> **Part of a data file**:
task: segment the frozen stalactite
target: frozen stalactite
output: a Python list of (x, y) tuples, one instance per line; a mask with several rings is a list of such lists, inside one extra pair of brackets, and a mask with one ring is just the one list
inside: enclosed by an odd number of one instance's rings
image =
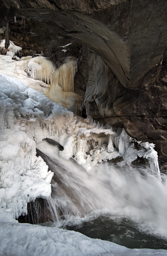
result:
[(28, 77), (51, 84), (55, 67), (51, 61), (41, 56), (25, 60), (27, 62), (25, 71)]
[(120, 165), (130, 165), (138, 156), (159, 171), (153, 144), (140, 142), (135, 148), (134, 139), (124, 129), (114, 131), (90, 117), (75, 117), (39, 92), (1, 74), (0, 103), (0, 203), (12, 208), (14, 216), (26, 212), (32, 199), (50, 195), (53, 173), (35, 154), (36, 143), (45, 138), (59, 142), (64, 148), (61, 156), (73, 157), (88, 171), (118, 156), (124, 159)]
[(54, 72), (53, 83), (61, 86), (65, 92), (74, 92), (74, 79), (77, 71), (77, 61), (74, 58), (68, 59)]
[(76, 59), (68, 58), (57, 69), (52, 62), (42, 56), (22, 60), (26, 61), (24, 70), (28, 77), (52, 86), (59, 85), (65, 92), (74, 92), (74, 79), (77, 68)]

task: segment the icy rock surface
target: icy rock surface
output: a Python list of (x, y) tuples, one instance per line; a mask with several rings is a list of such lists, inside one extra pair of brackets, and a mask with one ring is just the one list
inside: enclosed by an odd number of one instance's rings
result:
[[(17, 45), (15, 45), (12, 41), (11, 41), (10, 40), (9, 41), (10, 44), (8, 48), (8, 51), (7, 52), (6, 55), (8, 56), (11, 56), (13, 57), (15, 54), (21, 50), (22, 48), (19, 46), (17, 46)], [(5, 43), (5, 39), (1, 40), (0, 43), (0, 48), (1, 47), (4, 47)]]
[(68, 159), (74, 155), (88, 171), (118, 156), (124, 159), (120, 165), (130, 165), (137, 155), (149, 159), (158, 170), (154, 145), (139, 142), (135, 148), (124, 129), (114, 131), (90, 117), (74, 116), (39, 92), (0, 74), (0, 203), (12, 208), (14, 217), (26, 213), (30, 201), (50, 195), (53, 173), (36, 156), (36, 143), (45, 138), (59, 142), (64, 148), (61, 156)]
[(19, 61), (0, 55), (0, 72), (16, 78), (77, 114), (81, 116), (83, 96), (73, 91), (76, 59), (69, 59), (56, 69), (51, 61), (41, 56), (22, 57)]

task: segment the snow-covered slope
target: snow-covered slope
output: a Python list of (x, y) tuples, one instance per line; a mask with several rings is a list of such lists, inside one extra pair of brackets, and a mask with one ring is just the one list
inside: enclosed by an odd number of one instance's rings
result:
[(26, 213), (28, 202), (50, 195), (53, 174), (36, 156), (36, 143), (45, 138), (59, 142), (64, 148), (61, 156), (74, 155), (88, 171), (118, 156), (124, 159), (120, 165), (130, 165), (138, 155), (158, 170), (153, 144), (139, 142), (135, 149), (124, 129), (114, 131), (90, 118), (75, 117), (41, 93), (1, 74), (0, 108), (0, 205), (11, 209), (14, 217)]
[(56, 227), (17, 223), (0, 209), (1, 256), (166, 256), (165, 250), (129, 249)]

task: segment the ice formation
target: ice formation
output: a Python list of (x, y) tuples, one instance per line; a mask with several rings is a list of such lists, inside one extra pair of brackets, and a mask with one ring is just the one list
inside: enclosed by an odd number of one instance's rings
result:
[(77, 67), (75, 59), (67, 60), (57, 69), (42, 56), (22, 57), (17, 61), (12, 60), (11, 56), (0, 55), (0, 60), (1, 73), (16, 78), (53, 102), (81, 115), (83, 96), (72, 92)]
[(56, 227), (17, 223), (0, 209), (1, 256), (165, 256), (166, 250), (129, 249)]
[[(13, 42), (10, 41), (10, 44), (8, 48), (8, 51), (6, 55), (8, 56), (13, 57), (15, 53), (21, 50), (22, 48), (19, 46), (15, 45)], [(1, 47), (5, 47), (5, 39), (4, 39), (1, 40), (0, 43), (0, 48)]]
[(59, 85), (65, 92), (74, 92), (74, 78), (77, 68), (77, 60), (75, 58), (67, 59), (58, 69), (41, 56), (26, 60), (22, 58), (21, 60), (26, 61), (24, 71), (28, 77), (40, 80), (52, 86)]
[(15, 79), (0, 74), (0, 197), (1, 205), (13, 209), (14, 216), (26, 212), (30, 200), (50, 195), (53, 174), (35, 156), (36, 143), (45, 138), (59, 142), (64, 147), (61, 156), (68, 159), (74, 155), (88, 171), (118, 156), (124, 159), (120, 165), (130, 165), (137, 155), (149, 158), (157, 170), (153, 144), (144, 143), (135, 148), (133, 139), (123, 129), (114, 131), (90, 117), (75, 116)]

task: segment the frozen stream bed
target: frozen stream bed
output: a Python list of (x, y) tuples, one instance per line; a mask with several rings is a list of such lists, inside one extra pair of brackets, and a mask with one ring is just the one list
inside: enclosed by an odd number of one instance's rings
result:
[(19, 223), (15, 218), (27, 213), (27, 203), (50, 198), (53, 173), (36, 155), (45, 138), (64, 147), (60, 155), (65, 162), (73, 157), (88, 173), (118, 156), (121, 166), (139, 157), (147, 159), (158, 180), (158, 157), (152, 143), (75, 116), (14, 77), (0, 74), (0, 255), (166, 255), (165, 250), (129, 249), (74, 231)]
[(1, 256), (166, 256), (166, 250), (129, 249), (56, 227), (18, 223), (1, 209)]

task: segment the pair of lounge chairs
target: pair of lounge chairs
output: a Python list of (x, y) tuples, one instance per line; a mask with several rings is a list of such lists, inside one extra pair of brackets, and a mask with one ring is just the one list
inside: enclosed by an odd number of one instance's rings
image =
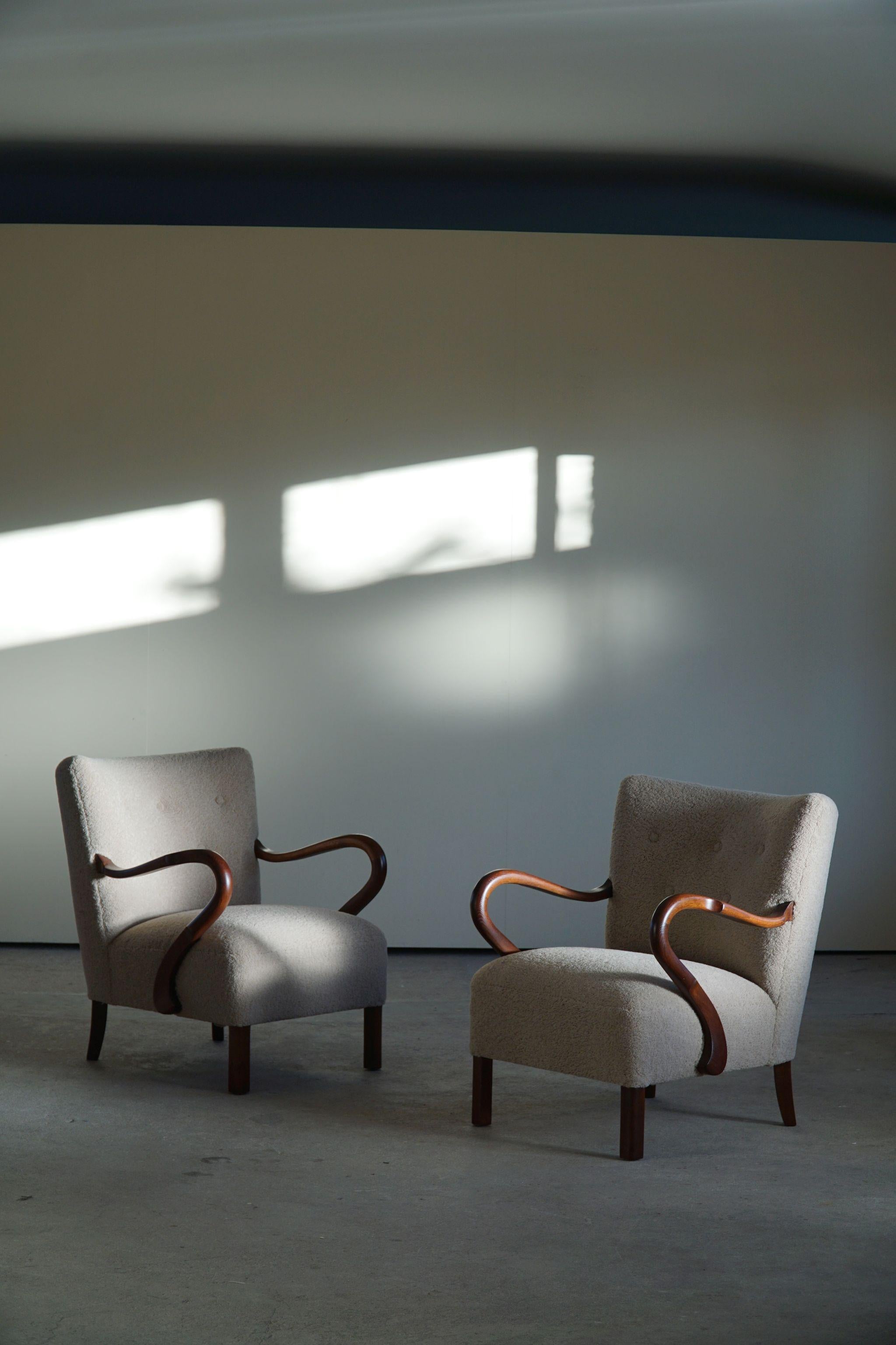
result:
[[(69, 757), (57, 788), (93, 1002), (87, 1060), (109, 1005), (180, 1014), (211, 1024), (215, 1041), (227, 1028), (229, 1088), (245, 1093), (254, 1024), (363, 1009), (363, 1064), (381, 1068), (386, 940), (361, 919), (386, 878), (375, 841), (268, 850), (241, 748)], [(482, 878), (474, 924), (499, 956), (472, 981), (474, 1124), (491, 1122), (492, 1060), (620, 1087), (627, 1159), (643, 1155), (644, 1099), (696, 1073), (772, 1065), (782, 1119), (795, 1124), (791, 1060), (835, 826), (819, 794), (630, 776), (603, 886), (511, 869)], [(262, 904), (260, 861), (343, 847), (363, 850), (371, 873), (340, 911)], [(503, 884), (607, 901), (607, 947), (521, 952), (488, 913)]]

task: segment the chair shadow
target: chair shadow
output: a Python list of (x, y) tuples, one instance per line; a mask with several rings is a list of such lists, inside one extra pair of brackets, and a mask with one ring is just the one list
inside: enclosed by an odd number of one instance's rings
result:
[[(766, 1116), (736, 1116), (729, 1111), (706, 1111), (702, 1107), (675, 1107), (671, 1103), (661, 1102), (655, 1098), (648, 1104), (648, 1108), (655, 1108), (657, 1111), (670, 1111), (677, 1116), (702, 1116), (705, 1120), (736, 1120), (739, 1124), (744, 1126), (780, 1126), (780, 1120), (770, 1120)], [(650, 1110), (647, 1111), (650, 1116)]]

> **WHAT TO PRODUCE**: Arrange the lines above as a Markdown table with the columns "Row" and "Line", numbering each line and leaving out blank lines. Leave the pictures out of the table.

> **RESPONSE TO THE TASK**:
| Row | Line |
|---|---|
| 1 | task: segment the frozen stalactite |
| 2 | target: frozen stalactite |
| 3 | output: a Python list of (x, y) tuples, one instance per line; a mask with several rings is a list of such lists, inside one extra pair of brackets, and a mask with one ring is just the one list |
| 4 | inside: enclosed by an odd number of one instance's rings |
| 5 | image = |
| 6 | result: |
| 7 | [(28, 77), (51, 84), (55, 67), (51, 61), (41, 56), (25, 60), (27, 62), (25, 71)] |
| 8 | [(120, 165), (130, 165), (138, 156), (159, 171), (153, 144), (140, 142), (135, 148), (134, 139), (124, 129), (114, 131), (90, 117), (75, 117), (39, 92), (1, 74), (0, 103), (0, 203), (12, 208), (14, 216), (26, 212), (32, 199), (50, 195), (53, 173), (35, 154), (36, 143), (45, 138), (59, 142), (64, 148), (61, 156), (73, 157), (88, 171), (118, 156), (124, 159)] |
| 9 | [(54, 72), (53, 83), (61, 86), (65, 92), (74, 92), (74, 79), (77, 71), (77, 61), (74, 58), (68, 59)] |
| 10 | [(76, 59), (68, 58), (57, 69), (52, 62), (42, 56), (22, 60), (26, 61), (24, 70), (28, 77), (52, 86), (59, 85), (65, 92), (74, 92), (74, 79), (77, 68)] |
| 11 | task: segment the icy rock surface |
| 12 | target: icy rock surface |
| 13 | output: a Python list of (x, y) tuples, one instance per line; a mask with several rings is a list of such lists, inside one extra pair of brackets, and a mask with one ring is just the one list |
| 14 | inside: enclosed by an odd number of one instance's rings |
| 15 | result: |
| 16 | [[(17, 45), (15, 45), (12, 41), (11, 41), (10, 40), (9, 41), (10, 44), (8, 48), (8, 51), (7, 52), (6, 55), (8, 56), (11, 56), (13, 57), (15, 54), (21, 50), (22, 48), (19, 46), (17, 46)], [(5, 43), (5, 39), (1, 40), (0, 43), (0, 48), (1, 47), (4, 47)]] |
| 17 | [(68, 159), (74, 155), (88, 171), (118, 156), (124, 159), (120, 165), (130, 165), (137, 155), (149, 159), (158, 170), (154, 145), (139, 142), (135, 148), (124, 129), (114, 131), (90, 117), (74, 116), (39, 92), (0, 74), (0, 203), (12, 208), (14, 217), (26, 213), (30, 201), (50, 195), (53, 173), (36, 156), (36, 143), (45, 138), (59, 142), (64, 148), (61, 156)] |
| 18 | [(19, 61), (0, 55), (0, 72), (16, 78), (77, 114), (81, 116), (83, 96), (73, 91), (76, 59), (69, 59), (56, 69), (51, 61), (41, 56), (22, 57)] |
| 19 | task: segment the snow-covered slope |
| 20 | target: snow-covered slope |
| 21 | output: a Python list of (x, y) tuples, one instance per line; a mask with several rings is a list of such lists, inside one extra pair of brackets, and a mask with one ring is just the one list |
| 22 | inside: enclosed by an odd number of one instance's rings |
| 23 | result: |
| 24 | [(26, 213), (28, 202), (50, 195), (53, 174), (36, 156), (36, 143), (45, 138), (59, 142), (64, 148), (61, 156), (74, 155), (88, 171), (118, 156), (124, 159), (120, 165), (130, 165), (138, 155), (158, 170), (153, 144), (139, 142), (135, 149), (124, 129), (114, 131), (90, 118), (75, 117), (41, 93), (1, 74), (0, 108), (0, 205), (11, 209), (14, 217)] |
| 25 | [(56, 227), (17, 223), (0, 209), (1, 256), (166, 256), (165, 250), (129, 249)] |
| 26 | task: segment the ice formation |
| 27 | target: ice formation |
| 28 | output: a Python list of (x, y) tuples, one instance per line; a mask with several rings is a list of such lists, inside one extra pair of brackets, and a mask with one ring is just the one list |
| 29 | inside: enclosed by an odd number of one instance's rings |
| 30 | result: |
| 31 | [(77, 67), (75, 59), (67, 60), (57, 69), (42, 56), (22, 57), (17, 61), (12, 60), (11, 56), (0, 55), (0, 60), (1, 73), (16, 78), (53, 102), (81, 115), (83, 96), (72, 92)] |
| 32 | [(56, 227), (17, 223), (0, 209), (1, 256), (165, 256), (166, 250), (129, 249)] |
| 33 | [[(13, 42), (10, 41), (10, 44), (8, 48), (8, 51), (6, 55), (8, 56), (13, 57), (15, 53), (21, 50), (22, 48), (19, 46), (15, 45)], [(1, 47), (5, 47), (5, 39), (4, 39), (1, 40), (0, 43), (0, 48)]] |
| 34 | [(59, 85), (65, 92), (74, 92), (74, 78), (77, 68), (77, 60), (75, 58), (67, 59), (58, 69), (41, 56), (26, 60), (22, 58), (21, 60), (26, 61), (24, 71), (28, 77), (40, 80), (52, 86)] |
| 35 | [(15, 79), (0, 74), (0, 197), (1, 205), (13, 209), (14, 216), (26, 212), (30, 200), (50, 195), (53, 174), (35, 156), (36, 143), (45, 138), (59, 142), (64, 147), (61, 156), (68, 159), (74, 155), (88, 171), (118, 156), (124, 159), (120, 165), (130, 165), (137, 155), (149, 158), (157, 170), (153, 144), (144, 143), (135, 148), (133, 139), (123, 129), (114, 131), (90, 117), (75, 116)] |
| 36 | task: segment the frozen stream bed |
| 37 | target: frozen stream bed |
| 38 | output: a Python list of (x, y) tuples, one instance per line; a mask with several rings is a list of such lists, inside one extra pair of brackets, and a mask with one ring is just the one list |
| 39 | inside: enclosed by an odd number of one instance's rings |
| 40 | result: |
| 41 | [(19, 223), (15, 218), (27, 213), (27, 203), (50, 198), (53, 173), (36, 155), (45, 138), (64, 147), (60, 155), (65, 162), (73, 157), (88, 173), (118, 156), (121, 166), (139, 157), (147, 159), (158, 180), (158, 157), (152, 143), (75, 116), (14, 77), (0, 74), (0, 255), (166, 255), (165, 250), (129, 249), (74, 231)] |
| 42 | [(1, 256), (166, 256), (166, 250), (129, 249), (56, 227), (18, 223), (1, 209)] |
| 43 | task: segment the pair of lounge chairs |
| 44 | target: pair of lounge chairs |
| 45 | output: a Python list of (x, y) tuples, one instance per line; a mask with several rings is a list of such lists, inside one extra pair of brackets, and a mask with one ring is just the one list |
| 46 | inside: enclosed by an odd number of one instance's rings |
| 47 | image = |
| 48 | result: |
| 49 | [[(69, 757), (57, 788), (93, 1002), (87, 1060), (109, 1005), (180, 1014), (211, 1024), (215, 1041), (227, 1028), (229, 1088), (245, 1093), (254, 1024), (363, 1009), (363, 1064), (381, 1068), (386, 940), (361, 919), (386, 878), (375, 841), (268, 850), (241, 748)], [(482, 878), (474, 924), (499, 956), (472, 981), (474, 1124), (491, 1122), (492, 1060), (620, 1087), (627, 1159), (643, 1155), (644, 1099), (696, 1073), (772, 1065), (782, 1119), (795, 1124), (791, 1060), (835, 826), (819, 794), (630, 776), (603, 886), (511, 869)], [(262, 904), (260, 861), (343, 847), (363, 850), (371, 873), (340, 911)], [(503, 884), (607, 901), (607, 947), (521, 952), (488, 913)]] |
| 50 | task: segment the chair shadow |
| 51 | target: chair shadow |
| 52 | output: a Python list of (x, y) tuples, one instance per line; a mask with several rings is a list of such lists, inside one extra pair of brackets, and a mask with one ring is just the one list |
| 53 | inside: enclosed by an odd number of one instance's rings |
| 54 | result: |
| 55 | [[(766, 1116), (736, 1116), (729, 1111), (706, 1111), (702, 1107), (675, 1107), (671, 1103), (661, 1102), (655, 1098), (648, 1104), (648, 1108), (655, 1108), (657, 1111), (670, 1111), (677, 1116), (702, 1116), (705, 1120), (736, 1120), (739, 1124), (744, 1126), (780, 1126), (780, 1120), (770, 1120)], [(650, 1110), (647, 1111), (650, 1116)]] |